> **Teks Sumber**:
Sebagai anak muda Katolik, di tengah hiruk-pikuk kehidupan ibukota, seringkali aku merasa hidup rohaniku kosong dan kering. Tak jarang, aku berusaha mencari pelarian untuk mengisi kekuranganku tersebut. Namun kusadari, pelarian ini tak membuat diriku menjadi lebih baik, tetapi justru membuatku menjadi tidak pernah puas dan lega. Belum lagi, pelarian ini membuatku merasa jauh dari Tuhan hingga akhirnya aku mendapat kesempatan untuk bergabung dalam formasi MAGIS Jakarta 2021. Komunitas ini menawarkan sarana untuk melihat Tuhan dengan lebih baik lagi melalui spiritualitas Ignasian. Materi yang diberikan setiap bulan dikemas dalam bentuk yang sederhana, menarik, dan sangat dekat dengan kehidupan kami sehari-hari. Melalui pendekatan yang realistis, aku dapat dengan mudah membayangkan keterkaitan antara materi yang dibahas dengan hal-hal yang kujumpai dalam hidupku sehari-hari.

> **Informasi yang Diberikan**:
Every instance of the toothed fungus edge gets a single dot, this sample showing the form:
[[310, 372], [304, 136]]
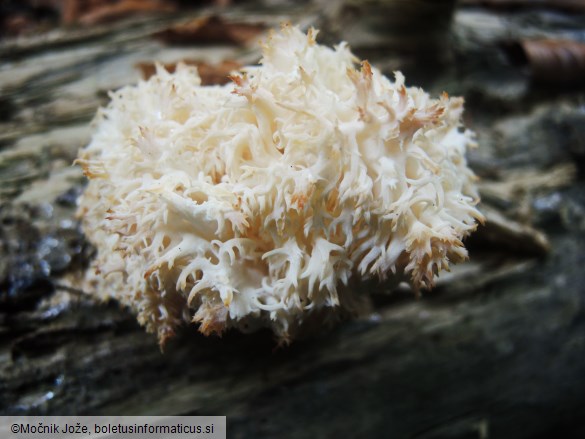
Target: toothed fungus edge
[[259, 201]]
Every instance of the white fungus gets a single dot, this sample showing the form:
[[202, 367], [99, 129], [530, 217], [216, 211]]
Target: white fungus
[[260, 202]]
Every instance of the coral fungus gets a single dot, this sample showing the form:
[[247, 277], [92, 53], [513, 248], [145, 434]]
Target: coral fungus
[[259, 202]]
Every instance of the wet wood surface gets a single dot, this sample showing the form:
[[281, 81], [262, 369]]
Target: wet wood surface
[[496, 350]]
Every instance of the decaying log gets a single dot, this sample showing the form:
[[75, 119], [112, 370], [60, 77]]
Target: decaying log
[[496, 350]]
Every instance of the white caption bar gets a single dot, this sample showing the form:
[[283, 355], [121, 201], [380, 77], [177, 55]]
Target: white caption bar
[[112, 427]]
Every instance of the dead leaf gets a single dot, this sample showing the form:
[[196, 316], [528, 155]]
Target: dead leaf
[[211, 74], [211, 29]]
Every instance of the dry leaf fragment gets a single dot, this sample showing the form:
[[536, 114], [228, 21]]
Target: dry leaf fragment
[[211, 74], [211, 29]]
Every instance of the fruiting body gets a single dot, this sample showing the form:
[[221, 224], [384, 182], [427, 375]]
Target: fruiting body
[[257, 202]]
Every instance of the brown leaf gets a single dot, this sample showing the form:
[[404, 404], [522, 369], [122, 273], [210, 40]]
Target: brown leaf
[[211, 74], [554, 61], [122, 9], [211, 29]]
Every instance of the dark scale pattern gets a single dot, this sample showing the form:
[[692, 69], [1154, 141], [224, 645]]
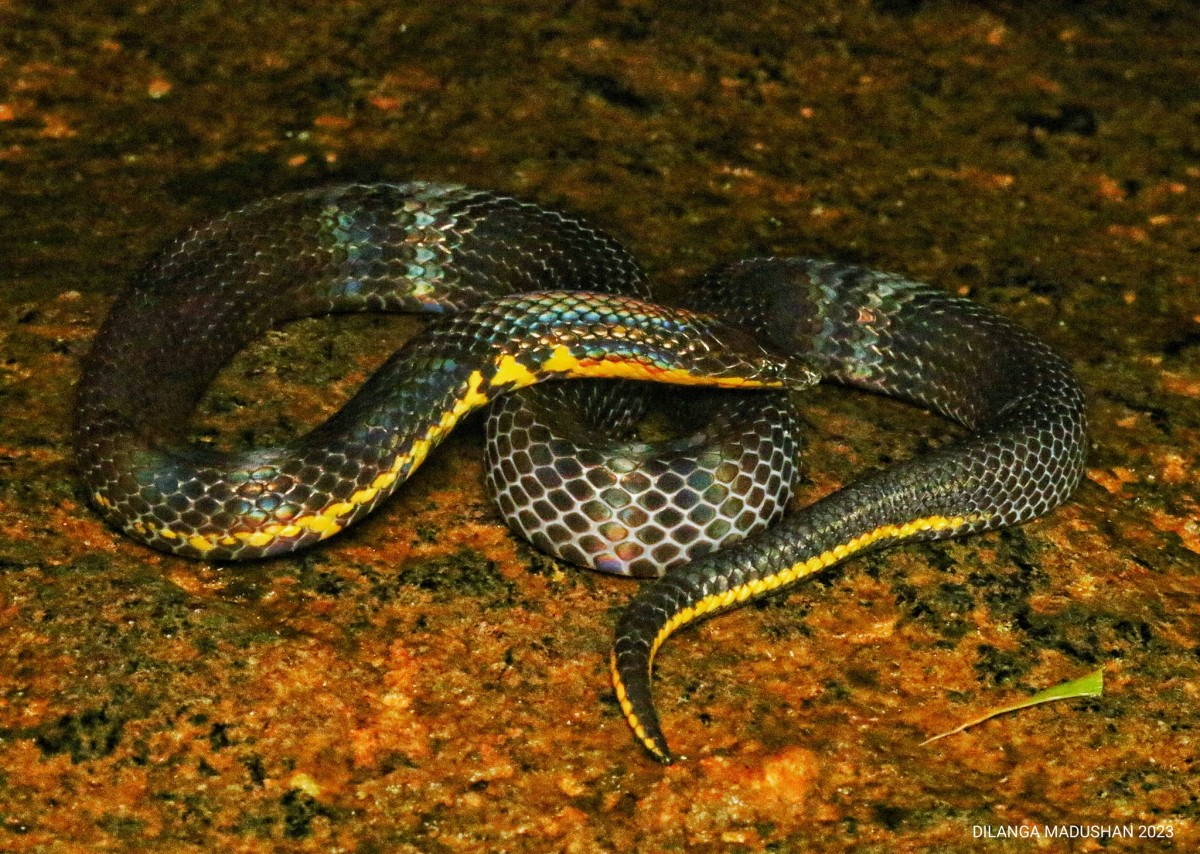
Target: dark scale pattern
[[359, 248], [882, 332], [579, 487], [427, 247]]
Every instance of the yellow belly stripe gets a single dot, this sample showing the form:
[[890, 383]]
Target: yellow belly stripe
[[719, 601], [508, 373]]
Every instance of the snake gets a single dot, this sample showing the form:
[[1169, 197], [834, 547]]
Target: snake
[[521, 294]]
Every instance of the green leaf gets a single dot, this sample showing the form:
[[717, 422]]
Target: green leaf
[[1092, 685]]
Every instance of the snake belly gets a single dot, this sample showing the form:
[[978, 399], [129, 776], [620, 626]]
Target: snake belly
[[527, 295], [1023, 456], [559, 316]]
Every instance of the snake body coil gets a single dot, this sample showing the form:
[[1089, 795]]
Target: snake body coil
[[531, 295]]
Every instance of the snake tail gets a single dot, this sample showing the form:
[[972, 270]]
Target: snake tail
[[1023, 453]]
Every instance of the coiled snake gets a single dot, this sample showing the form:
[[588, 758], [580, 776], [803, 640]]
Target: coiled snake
[[527, 295]]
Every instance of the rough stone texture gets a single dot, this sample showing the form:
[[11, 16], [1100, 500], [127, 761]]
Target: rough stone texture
[[426, 681]]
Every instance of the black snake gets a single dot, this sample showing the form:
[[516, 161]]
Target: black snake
[[527, 295]]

> **Tugas yang Diberikan 1**: Bisakah paragraf teks sumber yang diawali "Sebagai anak muda Katolik" diringkas menjadi daftar poin yang tetap memuat fakta-fakta utamanya?
> **Tugas yang Diberikan 2**: Ubah "fungus" menjadi "mushroom" pada baris data, mulai dari baris data pertama sampai baris yang memuat "[[260, 202]]", termasuk kedua ujungnya. Tuliskan hanya baris-baris tersebut tanpa gambar.

> **Pembahasan Jawaban 1**:
- Di tengah hiruk-pikuk ibukota, aku sebagai anak muda Katolik sering merasa hidup rohaniku kosong dan kering.
- Aku mencari pelarian untuk mengisi kekurangan itu. Pelarian itu tidak membuatku lebih baik, justru membuatku tidak pernah puas dan lega serta merasa jauh dari Tuhan.
- Aku kemudian mendapat kesempatan bergabung dalam formasi MAGIS Jakarta 2021.
- Komunitas ini menawarkan sarana untuk melihat Tuhan dengan lebih baik melalui spiritualitas Ignasian.
- Materinya diberikan setiap bulan dalam bentuk yang sederhana, menarik, dan dekat dengan kehidupan sehari-hari.
- Pendekatannya yang realistis memudahkanku mengaitkan materi dengan hal-hal yang kujumpai sehari-hari.

> **Pembahasan Jawaban 2**:
Every instance of the toothed mushroom edge gets a single dot, this sample showing the form:
[[310, 372], [304, 136]]
Target: toothed mushroom edge
[[259, 201]]
Every instance of the white mushroom gets a single dot, this sample showing the form:
[[202, 367], [99, 129], [530, 217], [216, 211]]
Target: white mushroom
[[260, 202]]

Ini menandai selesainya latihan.